Data items

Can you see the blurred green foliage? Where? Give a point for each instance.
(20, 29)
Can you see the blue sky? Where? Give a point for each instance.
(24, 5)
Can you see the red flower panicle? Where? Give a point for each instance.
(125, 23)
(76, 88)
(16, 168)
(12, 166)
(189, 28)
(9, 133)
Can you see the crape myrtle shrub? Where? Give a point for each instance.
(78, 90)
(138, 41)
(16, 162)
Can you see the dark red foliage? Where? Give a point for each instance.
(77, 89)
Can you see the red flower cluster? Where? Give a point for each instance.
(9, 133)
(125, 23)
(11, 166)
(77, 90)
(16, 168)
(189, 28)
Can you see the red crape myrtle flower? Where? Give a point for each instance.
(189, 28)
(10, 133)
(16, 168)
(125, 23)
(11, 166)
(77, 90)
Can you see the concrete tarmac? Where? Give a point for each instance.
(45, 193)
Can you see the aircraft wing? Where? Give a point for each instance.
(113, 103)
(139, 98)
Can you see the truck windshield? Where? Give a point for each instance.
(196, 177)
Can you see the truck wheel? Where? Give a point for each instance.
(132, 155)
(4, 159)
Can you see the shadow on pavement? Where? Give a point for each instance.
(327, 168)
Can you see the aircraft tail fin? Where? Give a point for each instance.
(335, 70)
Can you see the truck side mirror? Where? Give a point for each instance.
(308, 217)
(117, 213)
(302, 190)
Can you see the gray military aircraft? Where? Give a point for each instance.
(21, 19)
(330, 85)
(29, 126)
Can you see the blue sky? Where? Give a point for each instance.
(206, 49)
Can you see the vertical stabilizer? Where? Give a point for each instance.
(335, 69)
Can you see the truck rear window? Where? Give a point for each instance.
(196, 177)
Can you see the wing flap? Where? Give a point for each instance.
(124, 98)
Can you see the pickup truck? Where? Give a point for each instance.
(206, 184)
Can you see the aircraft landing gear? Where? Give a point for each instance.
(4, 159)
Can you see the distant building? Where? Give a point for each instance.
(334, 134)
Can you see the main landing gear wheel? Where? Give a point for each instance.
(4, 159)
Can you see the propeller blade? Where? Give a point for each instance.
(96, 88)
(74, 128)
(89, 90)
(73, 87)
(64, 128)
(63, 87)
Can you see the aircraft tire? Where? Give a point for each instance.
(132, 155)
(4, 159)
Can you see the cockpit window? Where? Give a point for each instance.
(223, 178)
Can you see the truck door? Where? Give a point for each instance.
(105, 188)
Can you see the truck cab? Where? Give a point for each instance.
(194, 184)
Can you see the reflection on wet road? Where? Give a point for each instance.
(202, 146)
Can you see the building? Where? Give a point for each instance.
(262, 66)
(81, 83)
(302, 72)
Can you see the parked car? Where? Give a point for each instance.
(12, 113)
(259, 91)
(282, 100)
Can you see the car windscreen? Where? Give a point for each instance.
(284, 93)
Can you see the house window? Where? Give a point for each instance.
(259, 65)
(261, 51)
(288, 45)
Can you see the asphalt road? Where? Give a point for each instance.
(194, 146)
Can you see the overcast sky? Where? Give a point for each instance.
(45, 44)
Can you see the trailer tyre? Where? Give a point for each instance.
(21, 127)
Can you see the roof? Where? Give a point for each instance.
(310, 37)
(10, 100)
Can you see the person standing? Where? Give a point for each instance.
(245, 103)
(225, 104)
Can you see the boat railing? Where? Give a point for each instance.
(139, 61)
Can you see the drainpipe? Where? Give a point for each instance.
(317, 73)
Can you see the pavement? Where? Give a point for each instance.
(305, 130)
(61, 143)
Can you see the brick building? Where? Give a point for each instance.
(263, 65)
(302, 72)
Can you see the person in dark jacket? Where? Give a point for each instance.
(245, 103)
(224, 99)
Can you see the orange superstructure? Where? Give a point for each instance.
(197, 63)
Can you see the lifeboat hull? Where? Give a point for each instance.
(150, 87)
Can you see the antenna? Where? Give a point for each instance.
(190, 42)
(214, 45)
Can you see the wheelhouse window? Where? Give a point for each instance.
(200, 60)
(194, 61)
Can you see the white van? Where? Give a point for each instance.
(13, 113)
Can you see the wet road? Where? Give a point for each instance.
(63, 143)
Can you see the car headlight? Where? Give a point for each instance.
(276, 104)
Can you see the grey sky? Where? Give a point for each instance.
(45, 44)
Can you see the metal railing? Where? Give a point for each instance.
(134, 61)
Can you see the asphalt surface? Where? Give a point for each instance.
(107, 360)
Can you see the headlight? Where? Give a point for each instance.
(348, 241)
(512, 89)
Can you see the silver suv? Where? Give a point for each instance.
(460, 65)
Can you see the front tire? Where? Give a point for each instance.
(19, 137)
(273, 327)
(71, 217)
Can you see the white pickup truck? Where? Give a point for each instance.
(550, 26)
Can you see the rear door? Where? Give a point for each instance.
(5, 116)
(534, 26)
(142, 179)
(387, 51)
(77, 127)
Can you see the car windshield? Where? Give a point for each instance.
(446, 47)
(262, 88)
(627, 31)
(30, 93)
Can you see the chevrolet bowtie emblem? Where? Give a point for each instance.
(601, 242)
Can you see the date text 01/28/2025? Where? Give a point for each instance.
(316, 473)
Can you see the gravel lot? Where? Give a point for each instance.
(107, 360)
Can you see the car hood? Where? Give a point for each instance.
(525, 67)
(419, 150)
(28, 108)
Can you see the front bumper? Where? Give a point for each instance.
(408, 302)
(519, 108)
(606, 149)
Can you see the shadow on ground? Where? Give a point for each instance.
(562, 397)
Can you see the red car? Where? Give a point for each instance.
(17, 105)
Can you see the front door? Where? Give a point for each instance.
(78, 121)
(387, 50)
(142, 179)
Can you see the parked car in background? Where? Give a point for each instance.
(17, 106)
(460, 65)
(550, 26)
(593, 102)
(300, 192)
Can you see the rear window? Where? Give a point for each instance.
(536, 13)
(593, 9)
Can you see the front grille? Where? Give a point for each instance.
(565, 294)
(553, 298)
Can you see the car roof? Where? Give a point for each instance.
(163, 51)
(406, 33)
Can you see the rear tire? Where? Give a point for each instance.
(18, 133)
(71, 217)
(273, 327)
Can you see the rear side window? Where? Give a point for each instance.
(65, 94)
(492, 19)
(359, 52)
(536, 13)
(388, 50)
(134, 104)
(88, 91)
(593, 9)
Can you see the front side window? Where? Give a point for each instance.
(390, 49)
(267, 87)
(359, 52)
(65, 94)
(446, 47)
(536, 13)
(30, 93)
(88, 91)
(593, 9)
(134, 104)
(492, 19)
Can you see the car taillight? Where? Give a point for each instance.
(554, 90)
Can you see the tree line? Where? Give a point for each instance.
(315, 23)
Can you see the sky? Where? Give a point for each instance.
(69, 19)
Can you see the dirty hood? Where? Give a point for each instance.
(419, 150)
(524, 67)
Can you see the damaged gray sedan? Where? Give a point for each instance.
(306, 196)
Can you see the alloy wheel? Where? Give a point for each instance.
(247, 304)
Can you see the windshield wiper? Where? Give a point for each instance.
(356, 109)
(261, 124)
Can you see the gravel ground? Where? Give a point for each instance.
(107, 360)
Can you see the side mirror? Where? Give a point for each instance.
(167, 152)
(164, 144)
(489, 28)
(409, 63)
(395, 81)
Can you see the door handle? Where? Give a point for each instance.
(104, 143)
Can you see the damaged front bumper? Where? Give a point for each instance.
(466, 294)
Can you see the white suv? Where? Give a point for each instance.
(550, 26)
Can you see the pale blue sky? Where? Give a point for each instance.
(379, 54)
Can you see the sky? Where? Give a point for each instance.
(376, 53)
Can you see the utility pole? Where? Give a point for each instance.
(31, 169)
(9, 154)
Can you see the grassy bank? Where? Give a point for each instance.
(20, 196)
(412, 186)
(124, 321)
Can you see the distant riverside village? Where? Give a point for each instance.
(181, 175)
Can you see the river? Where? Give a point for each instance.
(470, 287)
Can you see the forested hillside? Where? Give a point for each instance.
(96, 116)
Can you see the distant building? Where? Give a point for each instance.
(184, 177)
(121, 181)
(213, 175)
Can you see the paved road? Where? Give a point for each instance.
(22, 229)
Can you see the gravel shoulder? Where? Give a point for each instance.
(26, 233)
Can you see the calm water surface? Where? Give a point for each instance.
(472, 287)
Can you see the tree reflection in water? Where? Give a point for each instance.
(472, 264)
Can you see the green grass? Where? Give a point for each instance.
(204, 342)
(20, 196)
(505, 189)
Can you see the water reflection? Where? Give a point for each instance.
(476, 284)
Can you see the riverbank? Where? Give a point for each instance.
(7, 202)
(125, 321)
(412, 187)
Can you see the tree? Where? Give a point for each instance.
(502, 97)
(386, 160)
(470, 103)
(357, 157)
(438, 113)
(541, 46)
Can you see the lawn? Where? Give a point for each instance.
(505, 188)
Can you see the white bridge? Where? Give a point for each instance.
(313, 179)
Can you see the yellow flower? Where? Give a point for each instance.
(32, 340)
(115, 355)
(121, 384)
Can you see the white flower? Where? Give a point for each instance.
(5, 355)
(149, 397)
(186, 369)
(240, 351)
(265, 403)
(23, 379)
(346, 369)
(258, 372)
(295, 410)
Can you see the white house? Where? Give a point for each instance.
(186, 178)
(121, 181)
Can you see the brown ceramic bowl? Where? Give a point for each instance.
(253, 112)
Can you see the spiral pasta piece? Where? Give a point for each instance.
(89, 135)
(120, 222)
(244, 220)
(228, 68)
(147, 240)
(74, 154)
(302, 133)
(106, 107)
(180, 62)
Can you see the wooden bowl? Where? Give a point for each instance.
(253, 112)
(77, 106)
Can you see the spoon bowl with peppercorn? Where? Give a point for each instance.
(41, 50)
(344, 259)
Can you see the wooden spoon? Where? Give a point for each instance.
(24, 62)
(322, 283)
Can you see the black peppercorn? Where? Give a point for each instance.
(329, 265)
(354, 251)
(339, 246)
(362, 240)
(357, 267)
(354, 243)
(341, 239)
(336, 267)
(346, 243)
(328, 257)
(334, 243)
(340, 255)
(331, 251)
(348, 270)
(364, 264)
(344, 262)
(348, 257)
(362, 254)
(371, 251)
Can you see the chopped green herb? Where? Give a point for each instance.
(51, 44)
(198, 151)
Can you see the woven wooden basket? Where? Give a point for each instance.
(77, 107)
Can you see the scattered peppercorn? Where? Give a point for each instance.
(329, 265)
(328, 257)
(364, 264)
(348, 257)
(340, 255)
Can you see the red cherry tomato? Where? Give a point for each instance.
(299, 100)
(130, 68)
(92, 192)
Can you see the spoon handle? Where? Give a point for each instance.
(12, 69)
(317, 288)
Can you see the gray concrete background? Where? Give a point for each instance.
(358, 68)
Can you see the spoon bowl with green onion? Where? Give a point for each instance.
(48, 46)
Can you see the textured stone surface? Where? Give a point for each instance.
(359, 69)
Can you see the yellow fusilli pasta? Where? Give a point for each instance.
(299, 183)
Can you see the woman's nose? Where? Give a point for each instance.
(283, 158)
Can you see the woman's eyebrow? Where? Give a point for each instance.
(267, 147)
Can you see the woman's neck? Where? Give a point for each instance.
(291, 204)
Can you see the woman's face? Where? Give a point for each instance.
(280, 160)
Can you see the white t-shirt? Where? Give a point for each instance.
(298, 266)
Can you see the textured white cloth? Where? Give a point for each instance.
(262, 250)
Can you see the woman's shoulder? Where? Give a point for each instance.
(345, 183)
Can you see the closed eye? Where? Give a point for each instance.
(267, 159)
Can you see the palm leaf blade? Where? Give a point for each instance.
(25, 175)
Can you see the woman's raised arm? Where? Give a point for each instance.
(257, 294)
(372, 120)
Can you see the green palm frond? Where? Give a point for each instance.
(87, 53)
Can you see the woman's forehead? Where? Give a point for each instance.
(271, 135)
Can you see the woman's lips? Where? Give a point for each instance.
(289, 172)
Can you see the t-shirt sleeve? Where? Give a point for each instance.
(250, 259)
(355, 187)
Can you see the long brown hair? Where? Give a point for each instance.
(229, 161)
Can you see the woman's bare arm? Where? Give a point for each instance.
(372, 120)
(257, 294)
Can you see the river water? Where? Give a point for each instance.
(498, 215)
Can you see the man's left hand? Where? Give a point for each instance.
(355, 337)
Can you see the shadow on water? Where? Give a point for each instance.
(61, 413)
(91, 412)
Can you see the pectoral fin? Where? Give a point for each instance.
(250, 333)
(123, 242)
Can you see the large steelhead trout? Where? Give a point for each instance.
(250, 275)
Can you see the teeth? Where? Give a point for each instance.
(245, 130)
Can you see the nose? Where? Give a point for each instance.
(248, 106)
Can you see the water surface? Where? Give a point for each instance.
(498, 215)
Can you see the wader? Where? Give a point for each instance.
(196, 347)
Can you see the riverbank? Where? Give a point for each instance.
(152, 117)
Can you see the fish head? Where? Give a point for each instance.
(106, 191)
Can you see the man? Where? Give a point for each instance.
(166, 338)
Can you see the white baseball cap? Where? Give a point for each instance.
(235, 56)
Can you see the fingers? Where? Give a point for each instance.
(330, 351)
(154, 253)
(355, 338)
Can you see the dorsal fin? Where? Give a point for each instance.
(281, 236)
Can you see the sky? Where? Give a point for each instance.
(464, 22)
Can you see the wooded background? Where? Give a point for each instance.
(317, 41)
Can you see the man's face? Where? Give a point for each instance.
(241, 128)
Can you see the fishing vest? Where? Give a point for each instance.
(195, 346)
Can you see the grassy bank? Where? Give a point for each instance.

» **GIVEN EXERCISE**
Starting with the line that contains "Can you see the fish head?", write out each line through the end of the listing, exactly as it appears, and include nothing else.

» **THE COMPLETED TASK**
Can you see the fish head? Where? Give a point for each instance.
(106, 191)
Can you see the man? Where? Give a point for each instance.
(166, 338)
Can you see the white baseball cap? Where? Give a point for each instance.
(235, 56)
Can you see the fingers? Where? Give a point for each instance.
(330, 351)
(154, 253)
(355, 338)
Can you see the dorsal fin? Where? Give a point for each instance.
(281, 236)
Can you see the sky? Where? Give a point for each instance.
(464, 22)
Can you see the wooded background? Where? Give a point for each instance.
(317, 41)
Can you see the man's face? Where? Give a point for each instance.
(241, 128)
Can you see the fishing vest? Where? Give a point for each instance.
(195, 346)
Can you see the grassy bank? Where? Give a point for each instance.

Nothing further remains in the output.